- Aangeleverd fragment
_____

[Appellante], wonende te [woonplaats] (hierna: appellante),
de Raadskamer WUBO van de Pensioen- en Uitkeringsraad (hierna: verweerster)
Datum uitspraak: 21 januari 2010
Appellante heeft beroep ingesteld tegen verweersters besluit van 23 september 2008, kenmerk BZ 8403, JZ/E60/2008, waarbij uitvoering is gegeven aan de Wet uitkeringen burger-oorlogsslachtoffers 1940-1945, hierna: de Wet.
Verweerster heeft een verweerschrift ingediend.
Het onderzoek ter zitting heeft plaatsgevonden op 10 december 2009. Appellante is verschenen, bijgestaan door mr. E. Unger, advocaat te Amsterdam. Verweerster heeft zich laten vertegenwoordigen door A.T.M. Vroom-van Berckel, werkzaam bij de Pensioen- en Uitkeringsraad.
1.1. Appellante, geboren in 1937 in het voormalige Nederlands-Indië, heeft in januari 2001 bij verweerster een aanvraag ingediend om erkenning als oorlogsgetroffene en toekenning van een toeslag als bedoeld in artikel 19 van de Wet en een periodieke uitkering. Deze aanvraag van appellante was gebaseerd op gezondheidsklachten die zij toeschrijft aan - voor zover nu van belang - een evacuatie van Biliton naar Java tijdens de Japanse bezetting en het meemaken van beschietingen tijdens de Bersiap-periode.
1.2. Deze aanvraag heeft verweerster afgewezen bij besluit van 23 oktober 2001, op de grond dat niet is gebleken dat appellante is getroffen door oorlogsgeweld in de zin van de Wet. Daarbij is overwogen dat op grond van de aanwezige gegevens moet worden aangenomen dat appellante voor haar eigen veiligheid naar Java werd overgebracht en dat directe betrokkenheid van appellante bij beschietingen niet is komen vast te staan. Tegen verweersters besluit van 23 oktober 2001 heeft appellante geen rechtsmiddelen aangewend.

_____

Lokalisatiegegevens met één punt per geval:

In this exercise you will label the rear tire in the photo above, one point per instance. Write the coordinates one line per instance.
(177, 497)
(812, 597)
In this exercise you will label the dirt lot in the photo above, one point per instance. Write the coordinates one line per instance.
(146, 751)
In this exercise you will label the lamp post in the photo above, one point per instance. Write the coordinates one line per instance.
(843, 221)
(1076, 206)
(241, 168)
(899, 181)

_____

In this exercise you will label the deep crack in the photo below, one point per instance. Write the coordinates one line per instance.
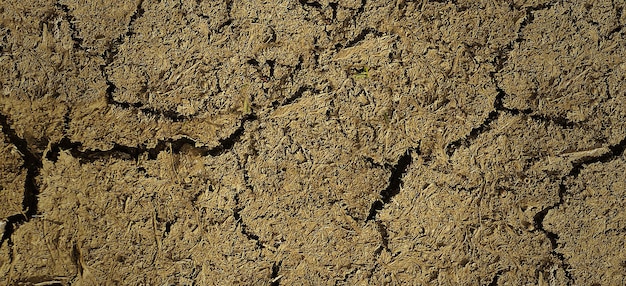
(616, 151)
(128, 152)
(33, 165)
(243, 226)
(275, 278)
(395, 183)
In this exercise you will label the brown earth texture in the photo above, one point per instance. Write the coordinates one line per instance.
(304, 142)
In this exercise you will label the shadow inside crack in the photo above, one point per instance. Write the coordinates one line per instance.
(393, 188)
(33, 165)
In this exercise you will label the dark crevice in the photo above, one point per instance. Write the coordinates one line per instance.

_____

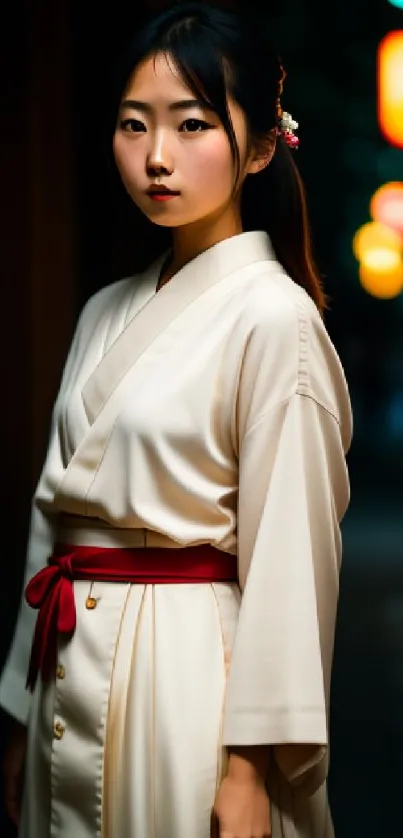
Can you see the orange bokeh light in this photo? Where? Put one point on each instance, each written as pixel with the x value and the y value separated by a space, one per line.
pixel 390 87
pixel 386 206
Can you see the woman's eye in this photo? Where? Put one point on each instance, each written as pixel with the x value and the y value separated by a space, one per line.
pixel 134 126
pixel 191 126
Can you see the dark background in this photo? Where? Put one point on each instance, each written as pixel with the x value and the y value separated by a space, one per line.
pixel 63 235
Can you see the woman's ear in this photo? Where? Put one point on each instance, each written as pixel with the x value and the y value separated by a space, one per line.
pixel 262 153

_____

- Opdracht
Geef uit de uitspraak letterlijk het gedeelte weer dat begint bij "Het onderzoek ter" en eindigt bij "tijdens de Bersiap-periode.".

- Uitwerking
Het onderzoek ter zitting heeft plaatsgevonden op 10 december 2009. Appellante is verschenen, bijgestaan door mr. E. Unger, advocaat te Amsterdam. Verweerster heeft zich laten vertegenwoordigen door A.T.M. Vroom-van Berckel, werkzaam bij de Pensioen- en Uitkeringsraad.
1.1. Appellante, geboren in 1937 in het voormalige Nederlands-Indië, heeft in januari 2001 bij verweerster een aanvraag ingediend om erkenning als oorlogsgetroffene en toekenning van een toeslag als bedoeld in artikel 19 van de Wet en een periodieke uitkering. Deze aanvraag van appellante was gebaseerd op gezondheidsklachten die zij toeschrijft aan - voor zover nu van belang - een evacuatie van Biliton naar Java tijdens de Japanse bezetting en het meemaken van beschietingen tijdens de Bersiap-periode.